:: What to work on ::
Give back every one of the items below word for word, keeping each line in its original order.

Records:

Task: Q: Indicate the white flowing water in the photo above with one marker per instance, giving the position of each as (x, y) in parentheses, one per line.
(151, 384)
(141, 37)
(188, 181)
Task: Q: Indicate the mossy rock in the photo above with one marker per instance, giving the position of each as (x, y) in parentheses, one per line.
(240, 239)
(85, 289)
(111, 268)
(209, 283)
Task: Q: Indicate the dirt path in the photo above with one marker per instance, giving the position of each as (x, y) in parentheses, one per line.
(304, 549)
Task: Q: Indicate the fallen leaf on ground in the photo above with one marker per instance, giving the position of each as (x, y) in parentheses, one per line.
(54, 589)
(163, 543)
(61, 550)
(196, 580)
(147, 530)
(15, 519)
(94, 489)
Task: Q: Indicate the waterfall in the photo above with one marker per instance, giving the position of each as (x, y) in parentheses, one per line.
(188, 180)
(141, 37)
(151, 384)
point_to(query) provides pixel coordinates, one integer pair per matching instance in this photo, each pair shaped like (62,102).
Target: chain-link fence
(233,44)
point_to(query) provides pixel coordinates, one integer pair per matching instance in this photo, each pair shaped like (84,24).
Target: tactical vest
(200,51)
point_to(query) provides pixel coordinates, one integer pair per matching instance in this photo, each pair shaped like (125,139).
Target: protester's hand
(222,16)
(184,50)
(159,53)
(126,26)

:: Solution for this task ::
Task: Q: Indicate the white flowing water in the photo above with one marker per instance, giving the position of each as (x, y) in parentheses, one per line.
(151, 384)
(141, 37)
(188, 181)
Task: Q: Indicate the mossy rock in the photo above with one marker per instance, giving the position of each as (x, y) in parentheses, one per line.
(240, 239)
(85, 289)
(111, 268)
(209, 283)
Task: Q: Indicate the dirt path in the photo above with one marker per instance, giving the position of each as (x, y) in parentheses, one per line.
(304, 549)
Task: Q: Indicate the fallen leaf on ground in the photo above with one marker per instance, giving the position of each as (x, y) in parentheses, one per line.
(54, 589)
(163, 543)
(61, 550)
(196, 580)
(147, 530)
(15, 519)
(94, 489)
Task: Q: Indicate the waterfall in the photo above with one marker per instance, giving the position of each as (x, y) in parentheses, one per line.
(188, 180)
(141, 37)
(151, 384)
point_to(query) provides pixel coordinates, one integer pair per matching instance in this photo, each pair shaped like (62,102).
Target: chain-link fence
(233,44)
point_to(query) provides pixel coordinates, one integer pair per matching instance in this photo, each pair shaped like (84,24).
Target: tactical vest
(200,51)
point_to(query) provides pixel coordinates, one integer pair per matching instance in this photo, each pair shaped like (125,139).
Target: protester's hand
(222,16)
(184,50)
(159,53)
(126,26)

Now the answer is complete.